> [Selected excerpt]:
--*--

Question

A thin uniform rod of mass m and length $\ell$ is free to rotate about a horizontal axis passing through end A. The rod is released from rest when it is horizontal at time t = 0. $a_B$ and $a_C$ are accelerations of end point B and mid-point C respectively. $F_H$ is the force by the hinge on the rod (g = 10 m/s²) and $\theta$ is the angular displacement from initial position.

• A. At t=0, $a_B = \frac{3g}{2}$, $a_C = \frac{3g}{4}$, $F_H = \frac{mg}{4}$
• B. At t=0, $a_B = \frac{3g}{2}$, $a_C = \frac{3g}{2}$, $F_H = \frac{mg}{4}$
• C. At t=0, $a_B = \frac{3g}{4}$, $a_C = \frac{3g}{4}$, $F_H = \frac{mg}{4}$
• D. At t=0, $a_B = \frac{3g}{2}$, $a_C = \frac{3g}{4}$, $F_H = \frac{3mg}{4}

Answer 1

Answer: (A)

At t=0, $a_B = \frac{3g}{2}$, $a_C = \frac{3g}{4}$, $F_H = \frac{mg}{4}

Answer 2

1. Calculate the initial angular acceleration using the torque due to gravity about the pivot point A.
   $\tau = I\alpha \implies mg\frac{l}{2} = \frac{ml^2}{3}\alpha \implies \alpha = \frac{3g}{2l}$

2. Calculate the initial linear acceleration of points B and C using the relation $a = r\alpha$ for tangential acceleration, noting that the radial acceleration is zero initially since $\omega=0$.
   $a_B = l\alpha = \frac{3g}{2}$
   $a_C = \frac{l}{2}\alpha = \frac{3g}{4}$

3. Calculate the initial hinge force by applying Newton's second law to the center of mass and relating its acceleration to the angular acceleration.
   $F_{net} = ma_{cm} \implies F_H - mg = -m(\frac{3g}{4}) \implies F_H = \frac{mg}{4}$

--*--

[Some entries]

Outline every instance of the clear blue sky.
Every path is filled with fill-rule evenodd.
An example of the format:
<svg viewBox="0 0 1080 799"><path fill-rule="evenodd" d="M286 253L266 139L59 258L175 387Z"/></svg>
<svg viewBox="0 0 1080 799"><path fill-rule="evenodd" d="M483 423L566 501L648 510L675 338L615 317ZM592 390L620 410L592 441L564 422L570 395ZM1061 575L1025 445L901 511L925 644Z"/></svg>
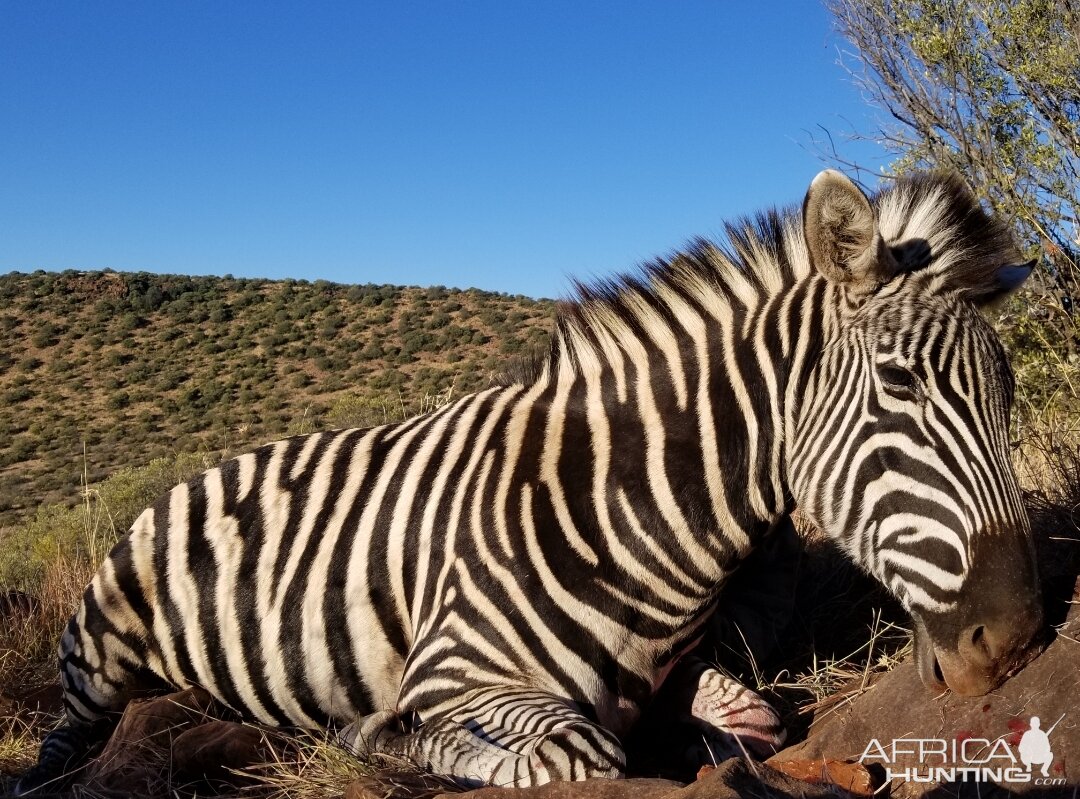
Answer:
<svg viewBox="0 0 1080 799"><path fill-rule="evenodd" d="M807 132L872 127L840 44L813 0L12 0L0 272L564 295L800 201Z"/></svg>

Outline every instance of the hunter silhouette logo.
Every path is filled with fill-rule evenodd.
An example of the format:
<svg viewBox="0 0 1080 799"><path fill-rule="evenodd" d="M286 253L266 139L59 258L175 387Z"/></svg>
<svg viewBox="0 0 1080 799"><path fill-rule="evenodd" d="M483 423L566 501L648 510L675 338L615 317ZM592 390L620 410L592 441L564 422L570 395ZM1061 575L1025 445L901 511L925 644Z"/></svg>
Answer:
<svg viewBox="0 0 1080 799"><path fill-rule="evenodd" d="M883 766L890 782L1064 785L1064 776L1050 775L1050 766L1054 762L1050 735L1063 718L1064 713L1045 731L1038 716L1030 718L1026 729L1022 720L1015 719L1010 722L1017 731L1015 734L1024 729L1018 741L1007 735L990 740L964 733L953 740L904 737L882 743L873 739L859 762ZM1032 771L1035 767L1039 767L1038 774ZM1061 767L1057 770L1061 771Z"/></svg>
<svg viewBox="0 0 1080 799"><path fill-rule="evenodd" d="M1062 718L1065 718L1065 714L1062 714ZM1057 719L1054 722L1054 727L1061 723L1062 719ZM1020 740L1020 759L1027 770L1030 771L1032 766L1042 767L1042 775L1050 776L1050 764L1054 762L1054 753L1050 749L1050 733L1054 731L1054 727L1043 732L1039 729L1040 722L1038 716L1031 717L1031 729L1024 733Z"/></svg>

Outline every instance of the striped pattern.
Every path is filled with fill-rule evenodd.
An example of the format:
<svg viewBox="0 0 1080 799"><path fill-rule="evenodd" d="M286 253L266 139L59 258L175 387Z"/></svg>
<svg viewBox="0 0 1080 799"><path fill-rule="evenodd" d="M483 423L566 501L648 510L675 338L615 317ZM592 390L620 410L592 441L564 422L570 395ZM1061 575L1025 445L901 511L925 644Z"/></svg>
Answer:
<svg viewBox="0 0 1080 799"><path fill-rule="evenodd" d="M975 308L1016 254L950 178L874 207L873 290L815 255L848 231L829 249L773 212L581 287L528 380L177 487L60 642L72 728L152 679L269 723L348 724L357 749L463 782L618 775L725 577L796 502L913 611L951 607L972 541L1026 531L1008 364ZM886 380L905 375L917 396ZM691 680L703 729L782 739L756 694Z"/></svg>

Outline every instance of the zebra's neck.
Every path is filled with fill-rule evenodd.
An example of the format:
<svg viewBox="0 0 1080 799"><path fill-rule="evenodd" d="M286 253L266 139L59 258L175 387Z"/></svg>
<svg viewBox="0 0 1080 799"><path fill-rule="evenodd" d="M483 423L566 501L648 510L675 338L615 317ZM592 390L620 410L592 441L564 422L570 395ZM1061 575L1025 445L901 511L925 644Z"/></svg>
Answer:
<svg viewBox="0 0 1080 799"><path fill-rule="evenodd" d="M792 507L785 431L820 340L820 320L804 320L824 290L791 260L755 276L708 257L723 282L671 266L575 307L541 378L549 443L597 509L583 515L602 536L632 530L643 557L686 555L702 593Z"/></svg>

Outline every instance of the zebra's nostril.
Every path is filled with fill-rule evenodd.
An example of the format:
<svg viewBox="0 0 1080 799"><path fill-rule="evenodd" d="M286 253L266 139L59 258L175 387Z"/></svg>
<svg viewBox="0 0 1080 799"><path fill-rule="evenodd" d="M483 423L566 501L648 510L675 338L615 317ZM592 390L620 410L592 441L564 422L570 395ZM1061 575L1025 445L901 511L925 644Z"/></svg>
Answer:
<svg viewBox="0 0 1080 799"><path fill-rule="evenodd" d="M990 656L990 645L986 640L986 627L982 624L975 627L974 632L972 632L971 642L975 649L981 649L986 653L986 656Z"/></svg>
<svg viewBox="0 0 1080 799"><path fill-rule="evenodd" d="M989 666L997 655L994 636L984 624L968 627L960 637L960 654L971 664Z"/></svg>

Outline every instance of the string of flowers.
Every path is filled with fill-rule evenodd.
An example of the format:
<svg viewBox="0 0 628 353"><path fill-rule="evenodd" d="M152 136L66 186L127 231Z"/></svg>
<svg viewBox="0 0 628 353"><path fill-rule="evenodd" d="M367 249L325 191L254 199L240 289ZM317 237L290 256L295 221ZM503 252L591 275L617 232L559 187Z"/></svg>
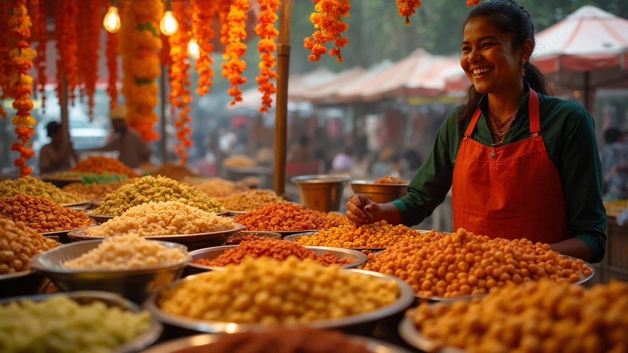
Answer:
<svg viewBox="0 0 628 353"><path fill-rule="evenodd" d="M320 56L327 52L325 47L328 41L333 41L335 48L329 50L329 55L336 57L338 62L344 60L340 54L340 48L344 48L349 42L346 38L340 36L340 33L347 31L349 25L342 21L343 17L349 17L351 4L349 0L312 0L316 5L317 11L310 16L310 21L318 30L304 40L304 46L312 53L308 56L310 61L317 62Z"/></svg>
<svg viewBox="0 0 628 353"><path fill-rule="evenodd" d="M32 143L31 136L35 131L32 126L36 124L35 119L31 116L33 102L30 95L33 93L33 77L28 72L33 67L33 58L36 53L31 49L28 40L31 36L29 27L31 26L30 18L26 10L26 0L11 0L9 8L13 9L13 15L9 19L9 37L13 40L13 46L9 51L11 58L12 75L9 79L9 89L13 100L13 109L16 111L12 122L15 128L15 134L19 142L14 142L11 146L11 150L19 153L19 158L13 161L13 165L19 168L19 176L29 175L33 168L26 165L26 160L35 155L31 149Z"/></svg>
<svg viewBox="0 0 628 353"><path fill-rule="evenodd" d="M175 127L177 131L175 136L180 142L175 146L175 153L179 157L179 162L185 164L188 158L187 149L192 146L193 143L188 138L192 134L189 116L192 101L190 95L190 61L188 57L188 43L190 41L189 24L190 14L186 4L183 1L176 1L173 4L173 13L175 18L179 23L179 30L170 36L170 57L172 66L170 73L170 102L171 104L179 109L178 119L175 120Z"/></svg>
<svg viewBox="0 0 628 353"><path fill-rule="evenodd" d="M216 36L212 28L212 22L218 9L218 3L214 0L192 0L192 34L198 44L198 58L195 68L198 73L198 87L197 94L203 95L210 91L213 82L214 69L212 53L214 45L210 41Z"/></svg>
<svg viewBox="0 0 628 353"><path fill-rule="evenodd" d="M279 0L258 0L260 6L259 15L257 16L259 24L255 27L255 32L261 38L257 43L257 52L261 53L259 58L259 75L256 78L259 87L257 90L262 93L262 106L259 111L266 112L273 104L272 95L277 92L277 89L271 80L277 78L277 72L273 70L276 65L275 57L273 53L277 50L275 38L279 35L279 31L274 28L277 21L277 11L279 11Z"/></svg>
<svg viewBox="0 0 628 353"><path fill-rule="evenodd" d="M420 6L421 0L397 0L399 14L406 18L406 26L411 24L410 16L416 13L416 8Z"/></svg>
<svg viewBox="0 0 628 353"><path fill-rule="evenodd" d="M123 5L120 52L126 120L143 141L154 141L160 138L153 129L159 119L154 111L159 93L154 80L161 74L158 50L161 48L159 21L164 5L161 0L133 0Z"/></svg>
<svg viewBox="0 0 628 353"><path fill-rule="evenodd" d="M109 9L110 0L105 0L105 8ZM107 70L109 72L109 79L107 81L107 95L109 96L109 109L112 109L117 106L117 48L119 45L118 34L107 32L107 49L105 52L107 56Z"/></svg>
<svg viewBox="0 0 628 353"><path fill-rule="evenodd" d="M228 43L223 53L223 58L227 61L222 64L222 77L227 77L233 86L227 90L229 95L233 97L230 103L232 106L242 102L242 91L238 86L246 83L246 77L242 77L246 69L246 63L240 58L246 53L246 44L242 41L246 38L246 19L248 18L246 11L248 9L249 0L232 0L227 15Z"/></svg>
<svg viewBox="0 0 628 353"><path fill-rule="evenodd" d="M74 90L78 82L77 30L75 19L78 14L77 0L64 0L55 3L57 13L55 28L57 31L57 94L61 99L63 75L68 87L68 99L74 105Z"/></svg>

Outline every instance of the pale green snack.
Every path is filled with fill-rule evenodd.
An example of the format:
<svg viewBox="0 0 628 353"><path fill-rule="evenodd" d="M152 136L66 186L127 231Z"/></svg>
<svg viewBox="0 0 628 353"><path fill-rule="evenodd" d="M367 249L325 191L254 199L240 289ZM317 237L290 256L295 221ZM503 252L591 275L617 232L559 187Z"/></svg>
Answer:
<svg viewBox="0 0 628 353"><path fill-rule="evenodd" d="M26 300L0 306L0 352L109 352L149 326L146 311L109 308L101 301L82 305L63 295Z"/></svg>
<svg viewBox="0 0 628 353"><path fill-rule="evenodd" d="M82 196L63 191L50 183L32 176L0 182L0 197L13 197L20 193L43 197L55 204L73 204L85 201Z"/></svg>
<svg viewBox="0 0 628 353"><path fill-rule="evenodd" d="M99 215L121 215L129 209L151 201L178 201L208 212L220 213L224 206L193 187L165 176L147 176L121 187L107 194L100 207L94 210Z"/></svg>

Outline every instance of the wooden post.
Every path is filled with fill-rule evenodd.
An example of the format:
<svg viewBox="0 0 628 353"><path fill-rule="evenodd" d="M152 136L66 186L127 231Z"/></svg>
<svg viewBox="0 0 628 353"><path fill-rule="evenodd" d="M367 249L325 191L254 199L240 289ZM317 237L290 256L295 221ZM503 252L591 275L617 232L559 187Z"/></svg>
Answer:
<svg viewBox="0 0 628 353"><path fill-rule="evenodd" d="M292 0L281 0L279 43L277 45L277 97L275 102L274 190L286 191L286 139L288 138L288 77L290 63L290 25Z"/></svg>

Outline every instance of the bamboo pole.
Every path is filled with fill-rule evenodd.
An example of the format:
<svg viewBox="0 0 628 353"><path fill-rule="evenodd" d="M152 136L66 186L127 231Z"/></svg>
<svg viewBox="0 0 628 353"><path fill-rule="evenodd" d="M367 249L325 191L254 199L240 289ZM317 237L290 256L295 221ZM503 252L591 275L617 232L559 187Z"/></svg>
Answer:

--*--

> [Short task 1]: Rewrite the paragraph of the thread that begins "A thin uniform rod of mass m" as a bulleted list, keeping its main facts.
> [Short task 2]: Please rewrite the thread from "1. Calculate the" to "initially since $\omega=0$.", replacing "pivot point" with "hinge point".
The entries aren't needed for any of this work.

> [Final answer 1]:
- A thin uniform rod has mass m and length $\ell$.
- It can rotate freely about a horizontal axis through end A.
- It is released from rest in a horizontal position at t = 0.
- $a_B$ is the acceleration of end point B, and $a_C$ is the acceleration of mid-point C.
- $F_H$ is the force the hinge exerts on the rod.
- g = 10 m/s².
- $\theta$ is the angular displacement from the initial position.

> [Final answer 2]:
1. Calculate the initial angular acceleration using the torque due to gravity about the hinge point A.
   $\tau = I\alpha \implies mg\frac{l}{2} = \frac{ml^2}{3}\alpha \implies \alpha = \frac{3g}{2l}$

2. Calculate the initial linear acceleration of points B and C using the relation $a = r\alpha$ for tangential acceleration, noting that the radial acceleration is zero initially since $\omega=0$.